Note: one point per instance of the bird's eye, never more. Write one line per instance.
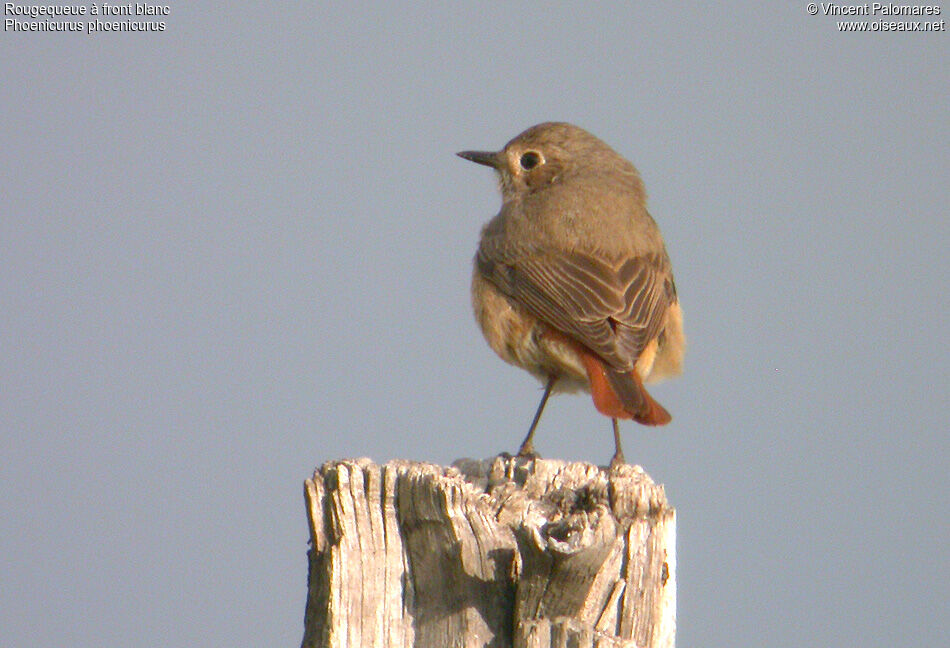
(530, 160)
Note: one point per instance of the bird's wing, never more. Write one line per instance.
(614, 309)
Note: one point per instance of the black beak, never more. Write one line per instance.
(488, 158)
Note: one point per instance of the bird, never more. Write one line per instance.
(572, 281)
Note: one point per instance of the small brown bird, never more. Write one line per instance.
(572, 281)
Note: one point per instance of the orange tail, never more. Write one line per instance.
(622, 395)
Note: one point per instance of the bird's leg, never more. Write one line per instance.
(527, 447)
(617, 459)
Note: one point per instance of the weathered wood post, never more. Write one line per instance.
(504, 552)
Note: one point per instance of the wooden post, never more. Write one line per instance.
(504, 552)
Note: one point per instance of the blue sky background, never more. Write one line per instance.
(239, 248)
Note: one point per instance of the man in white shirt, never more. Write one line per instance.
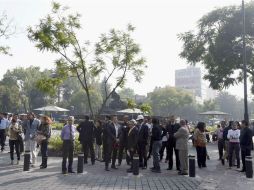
(116, 145)
(4, 123)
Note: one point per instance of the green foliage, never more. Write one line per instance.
(56, 144)
(57, 33)
(166, 101)
(131, 104)
(146, 108)
(6, 30)
(57, 126)
(218, 45)
(126, 93)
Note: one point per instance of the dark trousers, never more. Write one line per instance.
(123, 149)
(21, 145)
(68, 149)
(108, 152)
(201, 156)
(245, 152)
(115, 151)
(44, 149)
(220, 148)
(172, 149)
(164, 146)
(14, 144)
(131, 158)
(2, 138)
(234, 147)
(142, 153)
(88, 146)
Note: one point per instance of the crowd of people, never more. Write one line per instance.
(110, 140)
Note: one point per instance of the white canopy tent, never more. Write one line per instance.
(52, 109)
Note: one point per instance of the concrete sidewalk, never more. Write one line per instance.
(215, 176)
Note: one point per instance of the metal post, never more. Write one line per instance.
(80, 163)
(192, 167)
(246, 115)
(135, 165)
(248, 167)
(26, 161)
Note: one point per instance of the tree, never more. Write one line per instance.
(218, 45)
(168, 100)
(116, 54)
(126, 93)
(6, 30)
(22, 82)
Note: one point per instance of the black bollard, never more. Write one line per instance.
(192, 168)
(26, 160)
(80, 163)
(135, 164)
(248, 167)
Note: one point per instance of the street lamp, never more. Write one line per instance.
(246, 115)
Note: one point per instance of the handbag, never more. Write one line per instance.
(39, 138)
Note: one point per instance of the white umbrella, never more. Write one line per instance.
(51, 108)
(131, 111)
(213, 113)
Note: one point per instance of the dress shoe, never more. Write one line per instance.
(114, 167)
(129, 170)
(156, 170)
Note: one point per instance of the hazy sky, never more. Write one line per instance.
(157, 24)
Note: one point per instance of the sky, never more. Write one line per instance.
(157, 24)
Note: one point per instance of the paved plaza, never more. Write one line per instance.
(94, 177)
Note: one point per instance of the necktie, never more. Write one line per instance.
(71, 137)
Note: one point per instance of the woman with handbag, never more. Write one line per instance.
(14, 130)
(200, 143)
(43, 135)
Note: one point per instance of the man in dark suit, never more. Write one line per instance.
(245, 142)
(86, 138)
(132, 140)
(172, 128)
(109, 138)
(123, 135)
(143, 135)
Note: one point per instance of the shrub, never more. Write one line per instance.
(57, 126)
(56, 144)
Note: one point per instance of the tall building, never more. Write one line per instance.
(190, 79)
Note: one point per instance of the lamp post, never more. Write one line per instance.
(246, 115)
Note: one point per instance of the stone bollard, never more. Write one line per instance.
(26, 161)
(135, 164)
(80, 163)
(192, 167)
(248, 167)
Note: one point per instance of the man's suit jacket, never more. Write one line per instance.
(143, 134)
(30, 129)
(132, 139)
(110, 133)
(182, 136)
(86, 131)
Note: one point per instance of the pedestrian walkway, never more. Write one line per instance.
(94, 177)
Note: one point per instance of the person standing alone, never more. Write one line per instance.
(86, 131)
(182, 136)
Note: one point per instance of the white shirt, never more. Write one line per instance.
(234, 135)
(116, 128)
(4, 123)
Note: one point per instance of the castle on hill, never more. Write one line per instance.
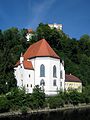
(40, 65)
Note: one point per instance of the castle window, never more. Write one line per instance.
(54, 83)
(42, 83)
(54, 71)
(42, 71)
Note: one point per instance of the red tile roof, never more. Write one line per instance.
(40, 49)
(71, 78)
(27, 64)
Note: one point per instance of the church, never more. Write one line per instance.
(41, 66)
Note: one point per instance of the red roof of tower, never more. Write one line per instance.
(71, 78)
(40, 49)
(27, 64)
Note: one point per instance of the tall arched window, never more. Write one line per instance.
(54, 71)
(42, 83)
(42, 71)
(61, 74)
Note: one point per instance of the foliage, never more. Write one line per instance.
(4, 104)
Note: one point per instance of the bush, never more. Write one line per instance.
(24, 110)
(4, 104)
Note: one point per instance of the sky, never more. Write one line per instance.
(74, 15)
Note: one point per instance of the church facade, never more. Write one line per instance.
(40, 65)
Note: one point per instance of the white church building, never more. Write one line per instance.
(40, 65)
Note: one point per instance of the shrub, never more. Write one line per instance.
(4, 104)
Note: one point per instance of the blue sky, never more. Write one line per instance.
(73, 14)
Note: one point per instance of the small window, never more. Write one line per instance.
(42, 71)
(61, 84)
(29, 75)
(61, 74)
(42, 83)
(54, 71)
(54, 82)
(27, 85)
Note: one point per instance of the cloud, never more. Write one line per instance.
(38, 11)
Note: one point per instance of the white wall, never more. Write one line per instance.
(48, 62)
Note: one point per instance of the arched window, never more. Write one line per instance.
(61, 74)
(42, 83)
(42, 71)
(54, 83)
(54, 71)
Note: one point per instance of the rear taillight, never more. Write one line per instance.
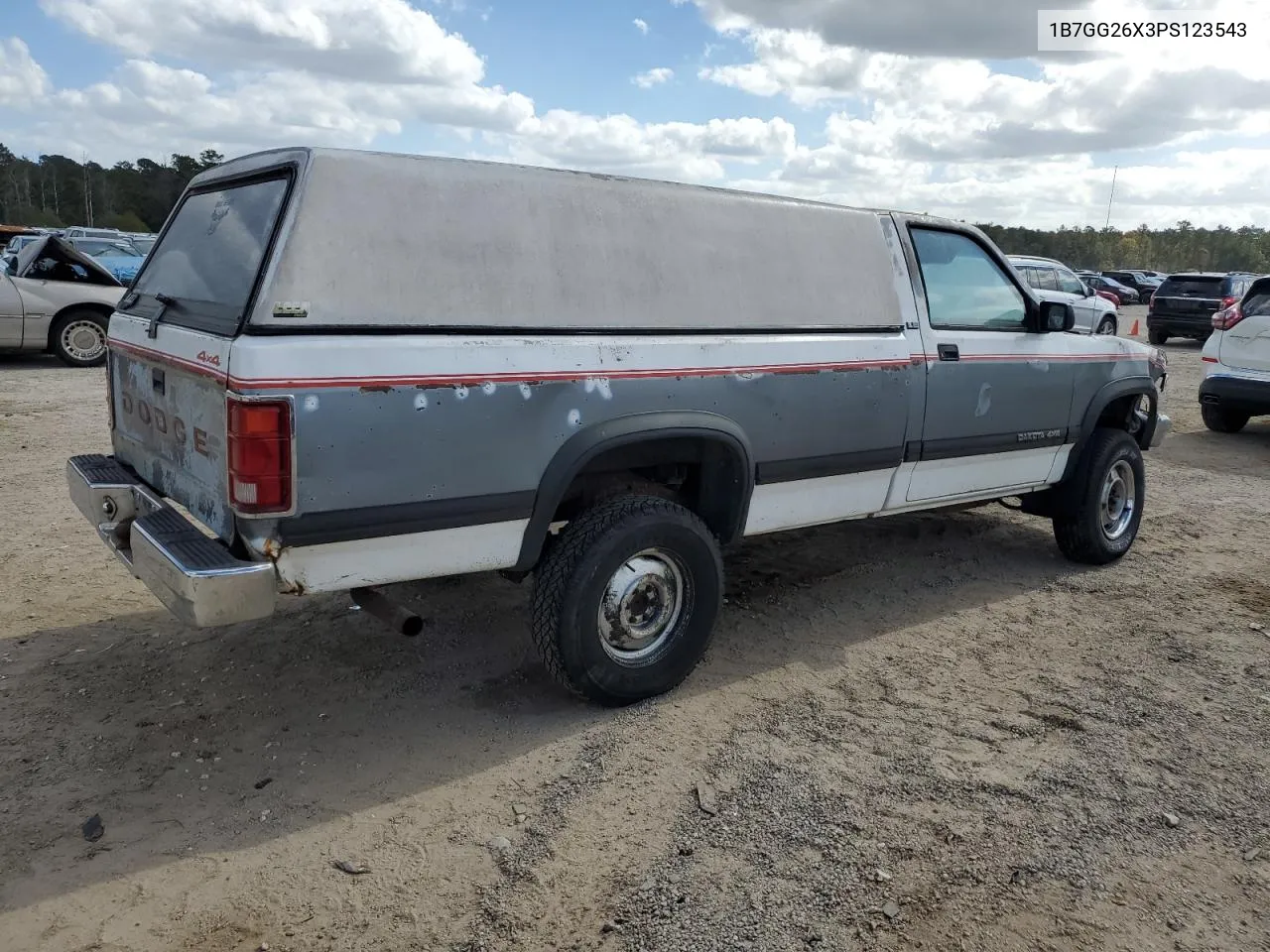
(1228, 316)
(258, 438)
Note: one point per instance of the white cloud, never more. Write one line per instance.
(894, 108)
(388, 41)
(22, 79)
(653, 77)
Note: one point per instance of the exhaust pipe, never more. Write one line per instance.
(397, 617)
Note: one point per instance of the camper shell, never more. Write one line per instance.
(356, 368)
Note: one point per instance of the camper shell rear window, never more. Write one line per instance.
(204, 268)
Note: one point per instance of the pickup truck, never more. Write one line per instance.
(590, 380)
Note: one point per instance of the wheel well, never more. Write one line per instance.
(705, 475)
(1121, 414)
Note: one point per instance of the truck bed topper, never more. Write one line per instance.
(395, 241)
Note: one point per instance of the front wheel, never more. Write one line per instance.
(625, 601)
(1100, 516)
(1223, 420)
(79, 339)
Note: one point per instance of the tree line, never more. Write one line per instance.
(55, 190)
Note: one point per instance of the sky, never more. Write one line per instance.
(930, 105)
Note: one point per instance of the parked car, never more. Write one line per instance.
(121, 258)
(1236, 385)
(597, 380)
(59, 299)
(1185, 303)
(16, 244)
(1055, 281)
(80, 231)
(1137, 281)
(1121, 294)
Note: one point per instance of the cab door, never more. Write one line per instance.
(10, 313)
(998, 395)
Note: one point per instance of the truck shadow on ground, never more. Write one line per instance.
(169, 734)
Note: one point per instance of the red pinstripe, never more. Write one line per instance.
(572, 376)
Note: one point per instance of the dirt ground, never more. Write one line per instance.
(917, 733)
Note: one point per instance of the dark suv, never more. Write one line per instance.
(1185, 303)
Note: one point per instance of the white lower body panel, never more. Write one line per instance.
(338, 566)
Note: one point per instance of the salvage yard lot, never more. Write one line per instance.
(928, 731)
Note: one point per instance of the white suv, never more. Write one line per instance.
(1237, 362)
(1055, 281)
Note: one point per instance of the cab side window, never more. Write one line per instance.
(965, 289)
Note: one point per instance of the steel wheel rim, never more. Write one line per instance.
(642, 604)
(1118, 500)
(82, 340)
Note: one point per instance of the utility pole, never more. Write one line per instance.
(87, 194)
(1111, 198)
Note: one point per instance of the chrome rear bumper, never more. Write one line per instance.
(193, 575)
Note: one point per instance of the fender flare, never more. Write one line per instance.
(589, 443)
(1109, 393)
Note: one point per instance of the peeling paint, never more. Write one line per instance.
(984, 400)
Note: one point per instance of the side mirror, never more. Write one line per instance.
(1057, 316)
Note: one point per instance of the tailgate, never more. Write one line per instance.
(168, 402)
(1246, 345)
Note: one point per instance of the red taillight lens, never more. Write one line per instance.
(259, 454)
(1227, 317)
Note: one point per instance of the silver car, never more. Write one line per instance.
(59, 299)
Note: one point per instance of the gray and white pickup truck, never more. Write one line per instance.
(341, 370)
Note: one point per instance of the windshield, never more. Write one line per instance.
(96, 248)
(211, 254)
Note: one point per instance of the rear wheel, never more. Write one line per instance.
(1222, 420)
(625, 601)
(1098, 518)
(79, 338)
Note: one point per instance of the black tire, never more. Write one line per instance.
(1079, 524)
(1223, 420)
(571, 583)
(63, 338)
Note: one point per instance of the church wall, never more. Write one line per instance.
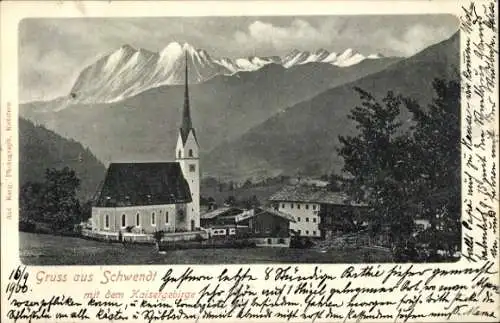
(190, 166)
(146, 222)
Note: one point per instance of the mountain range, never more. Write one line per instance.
(129, 71)
(303, 138)
(281, 115)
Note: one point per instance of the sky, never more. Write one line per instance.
(53, 51)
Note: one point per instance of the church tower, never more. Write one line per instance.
(187, 155)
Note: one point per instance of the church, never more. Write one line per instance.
(153, 196)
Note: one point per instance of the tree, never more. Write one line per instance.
(372, 159)
(436, 164)
(404, 173)
(52, 201)
(231, 200)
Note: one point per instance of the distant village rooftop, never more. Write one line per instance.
(311, 194)
(135, 184)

..........

§ **OBJECTIVE**
Reproduce verbatim, and only, the lines starting at the one that contains "Note: one point per instance of the peeling" and ending with the final line of the records; leave out the pictures.

§ **RESULT OF THE EXERCISE**
Note: one point per instance of the peeling paint, never more. Write one line per instance.
(984, 400)
Note: one point per instance of the side mirror, never more. Write one line per instance.
(1057, 316)
Note: one point per instance of the tailgate, never more. Write one line per instance.
(168, 402)
(1246, 345)
Note: one point per instance of the red taillight lens, never more. Write one line per instance.
(259, 454)
(1227, 317)
Note: one point per instance of the silver car, never more. Write one line per instance.
(59, 299)
Note: one point per instance of the gray and white pickup truck, never more. Write one line per instance.
(341, 370)
Note: one point per instance of the windshield, never more. Write one line per instance.
(96, 248)
(211, 254)
Note: one point per instance of the rear wheel, never more. Write one line per instance.
(1222, 420)
(625, 601)
(1098, 518)
(79, 338)
Note: one point per instance of the black tire, never more. Write one line per instance.
(1079, 524)
(1223, 420)
(571, 583)
(63, 338)
Note: one point per instance of the church wall, never more. Write one line per instance.
(190, 166)
(146, 222)
Note: one point per instance of the mountain range, never more. Write one line per instance.
(129, 71)
(303, 138)
(281, 115)
Note: one point per instance of the sky, never more. Write one line per instance.
(53, 51)
Note: one point per instance of the church tower, never more. Write one line per instance.
(187, 155)
Note: one point per instance of the church, never more. Write one line per instance.
(153, 196)
Note: one point per instance of the tree, never more. Write one line per instance.
(372, 159)
(436, 164)
(404, 173)
(52, 201)
(231, 200)
Note: one point per instance of the distant village rooftop, never more. Write one line per instance.
(311, 194)
(135, 184)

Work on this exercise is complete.